_ACTIVITY:_ Every line below between the line holding "the red reflector" and the line holding "of the fender", inclusive, should be repeated exactly, and all other lines omitted.

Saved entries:
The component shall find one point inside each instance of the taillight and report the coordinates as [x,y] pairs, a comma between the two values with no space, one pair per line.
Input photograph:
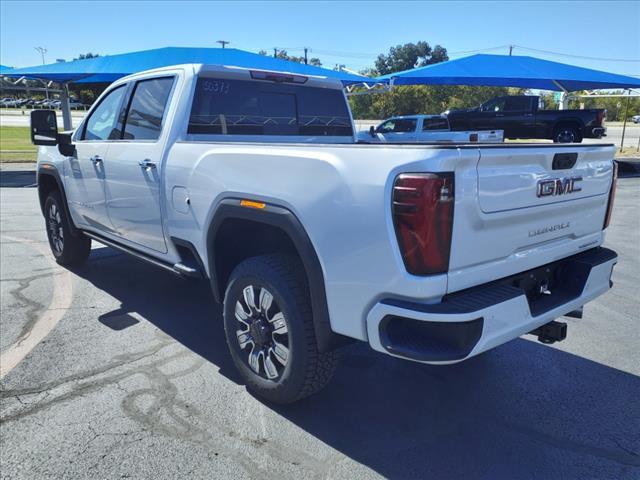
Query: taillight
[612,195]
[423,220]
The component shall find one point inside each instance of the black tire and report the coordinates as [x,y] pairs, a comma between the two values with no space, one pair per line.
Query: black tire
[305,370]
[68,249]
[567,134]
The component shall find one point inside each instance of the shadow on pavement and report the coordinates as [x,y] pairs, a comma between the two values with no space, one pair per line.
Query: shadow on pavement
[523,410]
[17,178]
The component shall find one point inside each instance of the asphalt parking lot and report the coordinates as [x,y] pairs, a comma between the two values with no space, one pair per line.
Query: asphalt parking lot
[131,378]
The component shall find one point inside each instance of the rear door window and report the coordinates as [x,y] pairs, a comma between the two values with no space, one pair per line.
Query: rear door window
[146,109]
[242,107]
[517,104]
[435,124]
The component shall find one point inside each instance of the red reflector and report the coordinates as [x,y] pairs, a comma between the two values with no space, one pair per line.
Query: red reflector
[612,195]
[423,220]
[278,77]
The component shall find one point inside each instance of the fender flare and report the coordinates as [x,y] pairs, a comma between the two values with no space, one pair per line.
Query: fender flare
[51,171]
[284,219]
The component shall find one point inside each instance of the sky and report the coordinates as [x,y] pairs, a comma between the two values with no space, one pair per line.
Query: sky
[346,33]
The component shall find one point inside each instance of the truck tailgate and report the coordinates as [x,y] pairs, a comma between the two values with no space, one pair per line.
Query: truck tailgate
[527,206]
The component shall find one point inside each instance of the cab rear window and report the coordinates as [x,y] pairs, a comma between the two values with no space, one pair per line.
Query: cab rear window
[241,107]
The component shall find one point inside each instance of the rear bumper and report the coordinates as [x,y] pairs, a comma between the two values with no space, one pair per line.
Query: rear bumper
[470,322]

* * *

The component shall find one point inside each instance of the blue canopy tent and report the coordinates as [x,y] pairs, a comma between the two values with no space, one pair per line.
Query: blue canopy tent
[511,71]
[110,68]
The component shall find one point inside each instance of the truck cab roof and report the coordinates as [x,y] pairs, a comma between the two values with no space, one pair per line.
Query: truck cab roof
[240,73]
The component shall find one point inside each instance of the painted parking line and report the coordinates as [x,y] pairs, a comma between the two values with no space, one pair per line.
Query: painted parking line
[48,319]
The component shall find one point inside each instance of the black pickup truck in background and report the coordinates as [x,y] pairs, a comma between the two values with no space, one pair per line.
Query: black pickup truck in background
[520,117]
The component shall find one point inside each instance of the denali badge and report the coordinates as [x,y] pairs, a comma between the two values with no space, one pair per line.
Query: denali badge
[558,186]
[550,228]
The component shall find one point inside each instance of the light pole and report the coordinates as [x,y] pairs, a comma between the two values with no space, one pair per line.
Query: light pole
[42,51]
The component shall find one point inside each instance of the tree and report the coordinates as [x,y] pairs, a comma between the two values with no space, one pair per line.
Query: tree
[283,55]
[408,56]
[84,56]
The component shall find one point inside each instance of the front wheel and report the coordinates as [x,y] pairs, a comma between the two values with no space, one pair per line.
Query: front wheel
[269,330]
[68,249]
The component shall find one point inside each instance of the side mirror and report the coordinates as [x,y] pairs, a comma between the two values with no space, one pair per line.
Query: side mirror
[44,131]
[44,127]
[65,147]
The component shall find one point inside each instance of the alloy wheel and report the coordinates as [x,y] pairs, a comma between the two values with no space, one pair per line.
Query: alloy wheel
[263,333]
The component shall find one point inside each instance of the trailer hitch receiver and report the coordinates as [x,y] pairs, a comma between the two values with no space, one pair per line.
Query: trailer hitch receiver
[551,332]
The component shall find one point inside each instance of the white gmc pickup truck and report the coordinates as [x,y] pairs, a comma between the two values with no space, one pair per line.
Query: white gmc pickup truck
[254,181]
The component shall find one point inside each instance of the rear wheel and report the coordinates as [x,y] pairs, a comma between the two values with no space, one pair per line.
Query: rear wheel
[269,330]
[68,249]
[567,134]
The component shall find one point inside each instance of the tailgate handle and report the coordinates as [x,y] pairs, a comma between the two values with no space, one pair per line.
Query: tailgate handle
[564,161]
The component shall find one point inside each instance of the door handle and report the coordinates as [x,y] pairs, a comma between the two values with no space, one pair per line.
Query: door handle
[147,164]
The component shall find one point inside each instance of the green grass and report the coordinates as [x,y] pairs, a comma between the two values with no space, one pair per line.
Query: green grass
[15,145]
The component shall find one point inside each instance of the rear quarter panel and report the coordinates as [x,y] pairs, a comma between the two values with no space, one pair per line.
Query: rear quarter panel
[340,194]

_SOLUTION TO THIS EXERCISE:_
The component shall find one point inside each instance of the red reflector and report the coordinates as [x,y] pairs, a comma between the two values with no space, one pair per line.
Query: red reflector
[612,195]
[423,220]
[278,77]
The component shall find one point inside each instance of the fender flare and report the coordinates as [x,y] pairs, a comma between the two values with no space, one pair per line.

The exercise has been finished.